§ **PROBLEM DETAILS**: Show each line of the listing that contains the string "orange", matching case exactly.

— START RECORDS FOR THIS EXERCISE —

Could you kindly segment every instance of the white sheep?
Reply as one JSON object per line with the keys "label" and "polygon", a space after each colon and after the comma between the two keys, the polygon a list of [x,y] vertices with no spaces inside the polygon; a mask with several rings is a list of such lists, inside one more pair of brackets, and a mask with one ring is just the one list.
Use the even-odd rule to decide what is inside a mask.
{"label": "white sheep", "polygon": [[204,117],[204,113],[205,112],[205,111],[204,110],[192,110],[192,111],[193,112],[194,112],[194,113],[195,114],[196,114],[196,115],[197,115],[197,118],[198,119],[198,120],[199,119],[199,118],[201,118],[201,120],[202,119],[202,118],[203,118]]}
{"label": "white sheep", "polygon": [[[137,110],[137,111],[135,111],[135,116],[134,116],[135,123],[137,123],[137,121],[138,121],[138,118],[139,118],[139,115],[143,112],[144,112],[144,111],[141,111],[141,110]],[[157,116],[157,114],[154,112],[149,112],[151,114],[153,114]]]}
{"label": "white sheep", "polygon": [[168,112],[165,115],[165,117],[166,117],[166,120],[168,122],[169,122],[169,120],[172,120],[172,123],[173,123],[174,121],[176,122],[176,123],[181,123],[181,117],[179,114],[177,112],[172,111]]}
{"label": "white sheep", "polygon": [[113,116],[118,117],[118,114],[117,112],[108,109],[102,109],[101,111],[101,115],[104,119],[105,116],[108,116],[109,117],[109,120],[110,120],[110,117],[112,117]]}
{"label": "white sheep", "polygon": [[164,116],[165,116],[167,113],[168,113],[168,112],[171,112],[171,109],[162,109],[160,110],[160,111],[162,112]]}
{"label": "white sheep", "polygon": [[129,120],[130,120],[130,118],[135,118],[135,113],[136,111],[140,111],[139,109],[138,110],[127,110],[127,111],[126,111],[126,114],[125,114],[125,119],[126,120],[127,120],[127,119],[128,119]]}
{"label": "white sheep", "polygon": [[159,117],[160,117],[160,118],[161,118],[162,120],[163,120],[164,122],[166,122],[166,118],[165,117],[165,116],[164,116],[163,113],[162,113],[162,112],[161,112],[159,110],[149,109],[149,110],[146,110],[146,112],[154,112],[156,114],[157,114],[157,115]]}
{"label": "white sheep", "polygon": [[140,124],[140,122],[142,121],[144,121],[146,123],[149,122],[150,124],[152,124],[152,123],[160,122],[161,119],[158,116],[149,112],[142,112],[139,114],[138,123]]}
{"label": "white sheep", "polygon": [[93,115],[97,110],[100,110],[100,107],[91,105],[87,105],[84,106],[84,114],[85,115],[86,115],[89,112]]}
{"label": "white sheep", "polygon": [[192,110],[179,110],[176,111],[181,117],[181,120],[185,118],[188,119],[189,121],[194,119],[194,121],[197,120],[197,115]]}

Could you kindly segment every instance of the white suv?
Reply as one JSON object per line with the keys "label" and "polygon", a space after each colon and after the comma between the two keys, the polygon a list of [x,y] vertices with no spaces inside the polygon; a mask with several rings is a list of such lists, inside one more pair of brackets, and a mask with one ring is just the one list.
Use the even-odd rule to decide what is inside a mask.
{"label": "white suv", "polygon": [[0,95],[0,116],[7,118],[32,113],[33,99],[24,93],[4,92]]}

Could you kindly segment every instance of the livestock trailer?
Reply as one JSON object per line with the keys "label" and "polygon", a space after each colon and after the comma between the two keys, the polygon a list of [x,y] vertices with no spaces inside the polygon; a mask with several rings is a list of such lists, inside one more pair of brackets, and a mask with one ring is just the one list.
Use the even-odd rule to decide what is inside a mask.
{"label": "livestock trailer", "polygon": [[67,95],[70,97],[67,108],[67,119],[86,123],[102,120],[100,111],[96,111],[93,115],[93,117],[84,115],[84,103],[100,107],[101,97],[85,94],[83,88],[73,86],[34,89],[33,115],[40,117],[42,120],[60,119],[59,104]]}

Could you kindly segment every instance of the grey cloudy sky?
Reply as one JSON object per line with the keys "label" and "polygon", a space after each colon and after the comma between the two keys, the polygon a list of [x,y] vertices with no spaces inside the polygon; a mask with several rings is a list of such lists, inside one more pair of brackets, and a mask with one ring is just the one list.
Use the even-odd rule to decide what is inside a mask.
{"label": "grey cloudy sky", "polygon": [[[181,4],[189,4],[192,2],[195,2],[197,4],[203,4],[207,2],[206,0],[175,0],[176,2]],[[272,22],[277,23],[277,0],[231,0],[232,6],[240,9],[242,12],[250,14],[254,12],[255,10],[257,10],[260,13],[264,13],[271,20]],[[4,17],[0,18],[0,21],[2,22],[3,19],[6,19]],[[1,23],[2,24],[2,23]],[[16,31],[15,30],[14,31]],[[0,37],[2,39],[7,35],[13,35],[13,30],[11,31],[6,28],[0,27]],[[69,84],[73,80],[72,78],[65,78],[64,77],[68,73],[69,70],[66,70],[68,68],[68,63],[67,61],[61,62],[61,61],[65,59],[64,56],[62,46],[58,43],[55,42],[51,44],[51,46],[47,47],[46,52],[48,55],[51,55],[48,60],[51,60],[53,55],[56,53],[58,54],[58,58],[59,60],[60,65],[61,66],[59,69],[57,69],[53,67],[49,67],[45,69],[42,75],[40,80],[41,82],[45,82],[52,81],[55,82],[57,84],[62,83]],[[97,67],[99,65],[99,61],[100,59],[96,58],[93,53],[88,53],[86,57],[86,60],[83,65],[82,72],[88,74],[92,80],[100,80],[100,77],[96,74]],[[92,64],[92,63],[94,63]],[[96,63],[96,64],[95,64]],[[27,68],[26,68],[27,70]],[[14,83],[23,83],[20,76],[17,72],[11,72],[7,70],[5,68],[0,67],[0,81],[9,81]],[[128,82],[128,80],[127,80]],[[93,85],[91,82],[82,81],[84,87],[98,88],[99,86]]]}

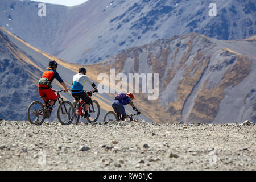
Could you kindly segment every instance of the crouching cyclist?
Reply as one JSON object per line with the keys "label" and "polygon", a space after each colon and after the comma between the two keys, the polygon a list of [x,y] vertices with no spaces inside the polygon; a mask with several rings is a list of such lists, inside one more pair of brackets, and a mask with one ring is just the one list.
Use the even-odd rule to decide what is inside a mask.
{"label": "crouching cyclist", "polygon": [[[132,100],[134,98],[134,96],[130,92],[127,94],[120,93],[115,96],[115,100],[114,102],[112,102],[112,107],[115,113],[117,114],[118,118],[120,118],[122,121],[125,121],[125,119],[127,117],[125,107],[123,106],[127,104],[131,105],[133,110],[137,112],[137,115],[141,114],[141,112],[138,110],[133,104]],[[121,114],[122,114],[122,117],[121,117]]]}
{"label": "crouching cyclist", "polygon": [[55,104],[57,101],[57,97],[54,93],[54,91],[51,89],[51,83],[55,78],[62,85],[65,89],[65,91],[68,91],[68,88],[64,82],[63,80],[60,77],[59,73],[56,72],[58,64],[55,61],[51,61],[49,63],[49,67],[46,68],[47,71],[45,71],[42,78],[39,80],[38,82],[38,92],[39,95],[42,97],[43,100],[45,101],[44,104],[44,108],[47,109],[48,111],[48,118],[51,116],[51,113],[52,111],[52,107]]}
{"label": "crouching cyclist", "polygon": [[84,91],[84,85],[88,81],[92,86],[94,89],[95,92],[97,92],[96,85],[92,81],[85,75],[87,71],[85,68],[80,68],[79,69],[79,73],[73,77],[72,88],[71,88],[71,93],[74,97],[74,102],[77,103],[80,98],[82,99],[86,104],[85,104],[84,117],[85,118],[90,117],[90,114],[88,114],[89,106],[90,102],[90,98]]}

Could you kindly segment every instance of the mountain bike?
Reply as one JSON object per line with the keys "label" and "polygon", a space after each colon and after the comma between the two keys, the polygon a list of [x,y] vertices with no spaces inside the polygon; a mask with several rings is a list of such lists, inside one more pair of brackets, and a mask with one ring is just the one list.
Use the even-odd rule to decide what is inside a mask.
{"label": "mountain bike", "polygon": [[[100,104],[96,100],[92,100],[90,97],[92,96],[93,93],[95,93],[95,91],[86,92],[84,90],[90,97],[90,101],[89,104],[88,114],[90,115],[90,117],[87,117],[86,119],[89,123],[93,123],[96,122],[100,116]],[[74,120],[72,122],[73,124],[78,124],[80,118],[84,117],[84,113],[85,111],[85,104],[88,104],[85,101],[80,100],[78,103],[73,103],[74,107]]]}
{"label": "mountain bike", "polygon": [[[72,103],[68,101],[64,101],[60,95],[60,92],[65,90],[53,90],[56,92],[56,96],[59,101],[59,107],[57,110],[57,117],[61,125],[68,125],[72,123],[74,119],[74,107]],[[44,98],[46,96],[40,96],[44,103],[47,105]],[[45,119],[50,118],[51,113],[44,107],[43,104],[39,101],[32,102],[27,109],[27,118],[31,124],[42,125]]]}
{"label": "mountain bike", "polygon": [[[126,115],[126,118],[125,119],[129,118],[130,121],[133,121],[133,117],[135,115],[138,115],[138,113],[136,113]],[[105,114],[104,117],[103,118],[103,121],[105,123],[108,123],[109,121],[119,121],[121,118],[121,115],[118,117],[115,112],[110,111]]]}

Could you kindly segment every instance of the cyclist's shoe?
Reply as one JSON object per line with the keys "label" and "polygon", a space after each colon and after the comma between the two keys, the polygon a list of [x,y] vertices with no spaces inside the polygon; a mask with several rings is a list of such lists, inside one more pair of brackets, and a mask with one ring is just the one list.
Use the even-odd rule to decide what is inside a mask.
{"label": "cyclist's shoe", "polygon": [[84,117],[85,118],[90,117],[90,114],[88,114],[88,113],[85,113],[85,114],[84,115]]}
{"label": "cyclist's shoe", "polygon": [[119,121],[125,121],[125,118],[123,116],[120,118],[120,119]]}
{"label": "cyclist's shoe", "polygon": [[51,117],[51,112],[48,109],[44,109],[44,115],[46,119],[49,118]]}

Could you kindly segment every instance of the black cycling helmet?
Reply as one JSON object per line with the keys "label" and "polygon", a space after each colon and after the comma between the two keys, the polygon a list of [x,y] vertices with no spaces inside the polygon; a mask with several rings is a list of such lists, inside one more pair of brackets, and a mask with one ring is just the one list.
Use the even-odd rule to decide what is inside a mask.
{"label": "black cycling helmet", "polygon": [[49,67],[52,68],[55,67],[57,67],[58,65],[58,64],[55,61],[51,61],[49,63]]}
{"label": "black cycling helmet", "polygon": [[80,72],[83,72],[84,73],[84,75],[86,75],[87,73],[87,71],[84,68],[79,68],[79,73],[80,73]]}

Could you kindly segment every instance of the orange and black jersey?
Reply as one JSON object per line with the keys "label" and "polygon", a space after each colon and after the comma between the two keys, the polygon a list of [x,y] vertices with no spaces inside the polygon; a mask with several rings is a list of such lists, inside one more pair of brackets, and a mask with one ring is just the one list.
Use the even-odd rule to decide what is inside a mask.
{"label": "orange and black jersey", "polygon": [[[52,69],[45,71],[43,74],[42,78],[47,78],[48,80],[51,82],[52,82],[54,78],[56,78],[60,83],[62,83],[63,82],[63,80],[62,80],[60,77],[59,73],[56,71]],[[47,86],[45,85],[38,85],[38,87],[47,87]]]}

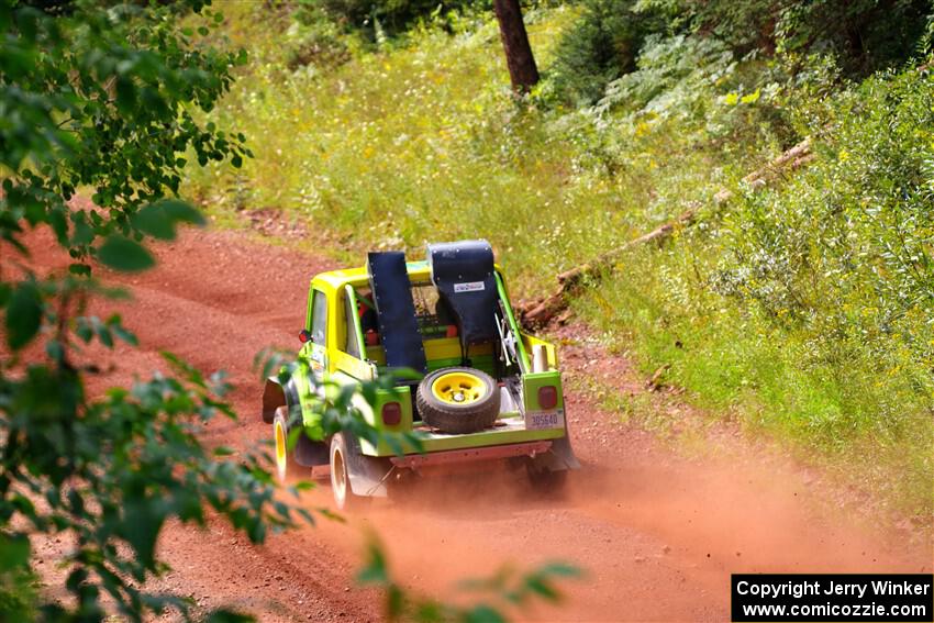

— END RECORDS FOR THIS EXERCISE —

§ **TASK RESULT**:
Could you kindly segment every instance of the orange and black jersey?
{"label": "orange and black jersey", "polygon": [[[52,69],[45,71],[43,74],[42,78],[47,78],[48,80],[51,82],[52,82],[54,78],[56,78],[60,83],[62,83],[63,82],[63,80],[62,80],[60,77],[59,73],[56,71]],[[47,86],[45,85],[38,85],[38,87],[47,87]]]}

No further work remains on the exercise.